- _What the exercise asks_: Write out each line exactly as it stands, please.

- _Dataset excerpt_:
◇ ◇ ◇ ◇ ◇
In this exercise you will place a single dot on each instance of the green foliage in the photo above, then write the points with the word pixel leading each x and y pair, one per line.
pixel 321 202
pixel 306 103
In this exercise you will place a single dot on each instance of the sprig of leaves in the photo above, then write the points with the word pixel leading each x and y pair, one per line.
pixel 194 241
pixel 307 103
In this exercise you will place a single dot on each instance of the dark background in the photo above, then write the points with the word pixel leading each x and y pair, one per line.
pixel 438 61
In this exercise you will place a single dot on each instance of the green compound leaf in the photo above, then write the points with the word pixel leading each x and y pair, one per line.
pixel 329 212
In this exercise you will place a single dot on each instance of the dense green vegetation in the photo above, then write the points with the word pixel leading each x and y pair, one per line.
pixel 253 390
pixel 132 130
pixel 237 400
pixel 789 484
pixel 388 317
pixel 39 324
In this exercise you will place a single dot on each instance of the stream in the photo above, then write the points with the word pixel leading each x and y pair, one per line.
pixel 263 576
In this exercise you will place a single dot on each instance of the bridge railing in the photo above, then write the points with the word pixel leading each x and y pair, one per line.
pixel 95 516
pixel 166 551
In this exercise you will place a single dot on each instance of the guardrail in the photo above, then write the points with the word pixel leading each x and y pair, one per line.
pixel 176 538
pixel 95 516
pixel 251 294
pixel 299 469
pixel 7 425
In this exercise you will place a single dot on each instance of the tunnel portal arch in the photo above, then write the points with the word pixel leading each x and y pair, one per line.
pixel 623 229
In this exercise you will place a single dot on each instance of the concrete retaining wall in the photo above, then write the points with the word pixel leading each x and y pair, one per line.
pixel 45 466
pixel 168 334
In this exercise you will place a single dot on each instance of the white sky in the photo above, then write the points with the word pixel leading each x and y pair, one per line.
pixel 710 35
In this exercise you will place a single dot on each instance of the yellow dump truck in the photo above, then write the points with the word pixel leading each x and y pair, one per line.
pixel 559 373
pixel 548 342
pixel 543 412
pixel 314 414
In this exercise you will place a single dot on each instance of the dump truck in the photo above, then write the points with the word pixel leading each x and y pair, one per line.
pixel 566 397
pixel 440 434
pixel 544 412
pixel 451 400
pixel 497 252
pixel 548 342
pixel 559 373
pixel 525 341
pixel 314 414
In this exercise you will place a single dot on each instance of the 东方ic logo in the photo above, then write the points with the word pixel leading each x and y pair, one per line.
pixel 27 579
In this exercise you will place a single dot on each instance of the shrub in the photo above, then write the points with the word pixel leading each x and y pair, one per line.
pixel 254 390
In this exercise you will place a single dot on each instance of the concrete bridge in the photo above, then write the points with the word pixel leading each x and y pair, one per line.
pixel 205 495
◇ ◇ ◇ ◇ ◇
- _Exercise result_:
In this exercise you will place a single dot on each instance of the green foliage in the photo above, then write the points with the word pixel leading each x and y pair, one per line.
pixel 321 202
pixel 306 103
In this exercise you will place a single dot on each instance of the sprig of leaves in the photo above, then write the points with the word pixel leading each x and y pair, one per line.
pixel 194 241
pixel 307 103
In this exercise you will place a single dot on each instance of the dark background in the photo above, then write the points with the word pixel leading each x and y pair, one per line.
pixel 438 61
In this exercise you will place a single dot on each instance of the green compound leaf in the photo above, then write the points with the word pixel leading each x and y pair, one per line.
pixel 329 212
In this exercise you will place a single dot on each instance of the dense green vegetation in the photo above, then write the points with the word pixel leading each x and y pair, one per line.
pixel 253 390
pixel 132 130
pixel 237 400
pixel 789 484
pixel 388 317
pixel 39 324
In this exercise you will place a single dot on each instance of the stream in the photo above, then write the points with the word pixel leading each x and y pair, one per line.
pixel 263 576
In this exercise you will place a single dot on each instance of the bridge railing in the photo above, then write the points with the word pixel leading each x and y pair, one per line.
pixel 95 516
pixel 166 551
In this exercise you will place a single dot on each instance of the guardrail in the photo above, then write the points with the word pixel leading each x and y pair, one per line.
pixel 176 538
pixel 95 516
pixel 251 294
pixel 299 469
pixel 7 425
In this exercise you will place a single dot on each instance of the tunnel portal arch in the photo above, then write the points with the word pixel leading each x and y pair, one per line.
pixel 623 229
In this exercise you will place a single dot on each instance of the concrete retaining wall in the photo above, then write the points with the word pixel leading each x and y pair, one per line.
pixel 45 466
pixel 168 334
In this exercise you will place a single dot on each instance of the white sky in the photo above, then write the points with the word pixel leading each x and y pair, one per line.
pixel 710 35
In this exercise you will place a single dot on each instance of the yellow dump truck in the photo above, then write the points with the word pixel leading each x and y pair, one per line.
pixel 559 373
pixel 548 342
pixel 543 412
pixel 314 414
In this exercise you will place a single dot on each instance of the dump truck in the photo above, then write the points with the word pixel leading each x and y pair, one per line.
pixel 566 397
pixel 440 434
pixel 544 412
pixel 451 400
pixel 497 252
pixel 548 342
pixel 559 373
pixel 525 341
pixel 314 414
In this exercise you will place a single dot on each instance of the 东方ic logo in the photo above, then write the points with the word pixel leading each x and y pair, one per line.
pixel 27 579
In this exercise you will place a single dot on each instance of the shrub in the photo above, then write the points with the word pixel leading each x and y pair, one per line.
pixel 254 390
In this exercise you will place a single dot on each instance of the concrete bridge in the photo above, then write the points with the word pixel leading each x and y pair, one per line.
pixel 205 495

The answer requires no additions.